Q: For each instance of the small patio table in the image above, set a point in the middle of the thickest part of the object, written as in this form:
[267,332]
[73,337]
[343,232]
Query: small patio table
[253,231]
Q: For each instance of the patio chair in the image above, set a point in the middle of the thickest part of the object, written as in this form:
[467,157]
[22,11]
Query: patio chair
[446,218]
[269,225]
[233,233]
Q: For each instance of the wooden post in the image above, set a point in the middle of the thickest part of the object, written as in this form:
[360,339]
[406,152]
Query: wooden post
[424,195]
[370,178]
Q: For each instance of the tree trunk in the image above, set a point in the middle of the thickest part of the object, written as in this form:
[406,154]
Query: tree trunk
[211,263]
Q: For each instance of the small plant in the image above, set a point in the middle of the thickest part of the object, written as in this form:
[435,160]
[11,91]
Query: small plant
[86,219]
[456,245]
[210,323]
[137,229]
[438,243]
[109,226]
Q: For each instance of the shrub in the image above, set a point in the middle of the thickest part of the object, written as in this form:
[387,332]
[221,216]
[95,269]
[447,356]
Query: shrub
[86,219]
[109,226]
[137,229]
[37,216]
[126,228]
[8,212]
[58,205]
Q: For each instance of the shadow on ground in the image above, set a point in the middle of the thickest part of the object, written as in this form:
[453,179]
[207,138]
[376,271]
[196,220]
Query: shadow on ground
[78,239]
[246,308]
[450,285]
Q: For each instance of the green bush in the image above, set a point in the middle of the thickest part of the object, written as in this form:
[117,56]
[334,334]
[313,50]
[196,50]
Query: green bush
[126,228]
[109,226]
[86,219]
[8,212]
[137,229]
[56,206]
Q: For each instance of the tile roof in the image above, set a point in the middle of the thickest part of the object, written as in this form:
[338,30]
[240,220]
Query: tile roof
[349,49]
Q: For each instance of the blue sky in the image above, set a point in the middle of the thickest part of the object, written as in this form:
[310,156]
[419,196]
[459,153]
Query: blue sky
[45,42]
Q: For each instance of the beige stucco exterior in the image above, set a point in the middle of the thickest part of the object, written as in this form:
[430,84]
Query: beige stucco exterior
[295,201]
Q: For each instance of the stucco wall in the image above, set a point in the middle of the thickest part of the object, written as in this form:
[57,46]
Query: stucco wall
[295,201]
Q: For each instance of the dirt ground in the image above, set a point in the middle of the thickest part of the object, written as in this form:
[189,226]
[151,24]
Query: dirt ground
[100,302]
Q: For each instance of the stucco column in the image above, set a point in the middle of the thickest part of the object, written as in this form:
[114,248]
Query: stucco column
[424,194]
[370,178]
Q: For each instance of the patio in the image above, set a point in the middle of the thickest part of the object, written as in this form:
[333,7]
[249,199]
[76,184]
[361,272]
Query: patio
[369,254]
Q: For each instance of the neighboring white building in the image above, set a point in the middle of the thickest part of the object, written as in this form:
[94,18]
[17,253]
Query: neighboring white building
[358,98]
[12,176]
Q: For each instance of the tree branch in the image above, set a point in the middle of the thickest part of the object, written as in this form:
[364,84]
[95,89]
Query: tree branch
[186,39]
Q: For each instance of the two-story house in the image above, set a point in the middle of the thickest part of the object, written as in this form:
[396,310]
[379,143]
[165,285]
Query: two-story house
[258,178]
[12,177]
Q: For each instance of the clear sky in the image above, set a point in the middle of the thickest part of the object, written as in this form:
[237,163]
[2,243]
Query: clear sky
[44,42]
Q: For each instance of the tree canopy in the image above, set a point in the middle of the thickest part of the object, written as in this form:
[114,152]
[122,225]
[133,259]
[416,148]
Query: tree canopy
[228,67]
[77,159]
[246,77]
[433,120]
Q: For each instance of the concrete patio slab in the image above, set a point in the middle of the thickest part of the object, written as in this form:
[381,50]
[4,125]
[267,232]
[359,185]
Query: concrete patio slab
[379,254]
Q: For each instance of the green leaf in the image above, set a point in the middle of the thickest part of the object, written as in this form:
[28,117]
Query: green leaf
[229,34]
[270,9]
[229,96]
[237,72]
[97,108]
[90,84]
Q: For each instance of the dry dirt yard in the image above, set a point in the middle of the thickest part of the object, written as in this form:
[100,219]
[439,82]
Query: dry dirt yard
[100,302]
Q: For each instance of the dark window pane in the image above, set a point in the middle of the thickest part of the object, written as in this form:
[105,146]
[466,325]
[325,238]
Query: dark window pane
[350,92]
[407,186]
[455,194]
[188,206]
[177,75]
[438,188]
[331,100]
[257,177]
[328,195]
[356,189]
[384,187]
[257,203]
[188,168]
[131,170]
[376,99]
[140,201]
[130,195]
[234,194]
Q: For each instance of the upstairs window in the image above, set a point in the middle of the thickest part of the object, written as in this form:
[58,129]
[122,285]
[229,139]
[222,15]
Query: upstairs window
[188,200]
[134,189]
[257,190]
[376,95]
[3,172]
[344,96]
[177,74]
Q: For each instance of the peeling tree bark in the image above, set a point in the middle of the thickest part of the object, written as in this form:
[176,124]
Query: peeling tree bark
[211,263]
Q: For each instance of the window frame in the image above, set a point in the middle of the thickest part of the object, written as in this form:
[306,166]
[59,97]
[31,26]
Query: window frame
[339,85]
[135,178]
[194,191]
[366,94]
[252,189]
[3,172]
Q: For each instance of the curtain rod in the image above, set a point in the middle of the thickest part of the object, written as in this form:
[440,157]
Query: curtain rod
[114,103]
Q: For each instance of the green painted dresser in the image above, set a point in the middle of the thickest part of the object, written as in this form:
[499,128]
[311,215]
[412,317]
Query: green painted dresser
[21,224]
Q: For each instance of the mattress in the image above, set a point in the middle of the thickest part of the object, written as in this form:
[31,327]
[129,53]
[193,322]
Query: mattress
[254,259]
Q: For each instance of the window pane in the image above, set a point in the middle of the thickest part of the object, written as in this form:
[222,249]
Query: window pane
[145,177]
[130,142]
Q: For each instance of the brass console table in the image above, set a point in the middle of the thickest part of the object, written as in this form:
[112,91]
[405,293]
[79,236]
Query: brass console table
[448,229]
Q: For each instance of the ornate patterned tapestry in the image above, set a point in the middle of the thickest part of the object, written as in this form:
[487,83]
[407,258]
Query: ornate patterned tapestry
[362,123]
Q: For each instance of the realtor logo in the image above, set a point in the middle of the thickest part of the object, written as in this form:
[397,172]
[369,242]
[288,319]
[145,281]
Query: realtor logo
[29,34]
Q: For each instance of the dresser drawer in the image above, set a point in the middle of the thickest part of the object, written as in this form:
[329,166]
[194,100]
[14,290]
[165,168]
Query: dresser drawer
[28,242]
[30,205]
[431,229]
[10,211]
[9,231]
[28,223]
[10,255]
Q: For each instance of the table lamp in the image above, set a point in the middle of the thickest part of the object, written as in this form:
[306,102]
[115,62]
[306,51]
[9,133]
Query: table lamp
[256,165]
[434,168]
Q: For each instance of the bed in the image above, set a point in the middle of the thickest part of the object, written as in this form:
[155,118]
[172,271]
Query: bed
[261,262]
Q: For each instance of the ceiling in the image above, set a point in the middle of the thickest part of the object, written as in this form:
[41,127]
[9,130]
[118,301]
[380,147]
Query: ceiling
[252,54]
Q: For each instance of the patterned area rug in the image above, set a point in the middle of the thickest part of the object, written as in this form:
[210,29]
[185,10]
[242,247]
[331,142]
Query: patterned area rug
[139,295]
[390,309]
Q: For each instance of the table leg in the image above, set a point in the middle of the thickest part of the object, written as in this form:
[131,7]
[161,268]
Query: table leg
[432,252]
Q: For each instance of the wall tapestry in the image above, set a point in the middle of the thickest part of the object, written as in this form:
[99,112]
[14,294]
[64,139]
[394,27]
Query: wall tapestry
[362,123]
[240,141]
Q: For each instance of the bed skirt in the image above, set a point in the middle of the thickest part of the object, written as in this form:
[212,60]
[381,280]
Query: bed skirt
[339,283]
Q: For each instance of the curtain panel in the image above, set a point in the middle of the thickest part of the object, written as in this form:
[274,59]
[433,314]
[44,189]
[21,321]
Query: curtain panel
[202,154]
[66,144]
+++
● PROMPT:
Can you convert the rows from the line containing "Q: For each instance of the curtain panel" through the end of the rows, both ends included, into a JSON list of strings with one string per line and no blank lines?

● COMPLETED TASK:
[
  "Q: For each instance of the curtain panel in the image above, set a point in the middle of the thickest part of the object, written as in this form:",
  "[274,59]",
  "[433,314]",
  "[44,189]",
  "[21,321]",
  "Query: curtain panel",
  "[202,154]",
  "[66,144]"
]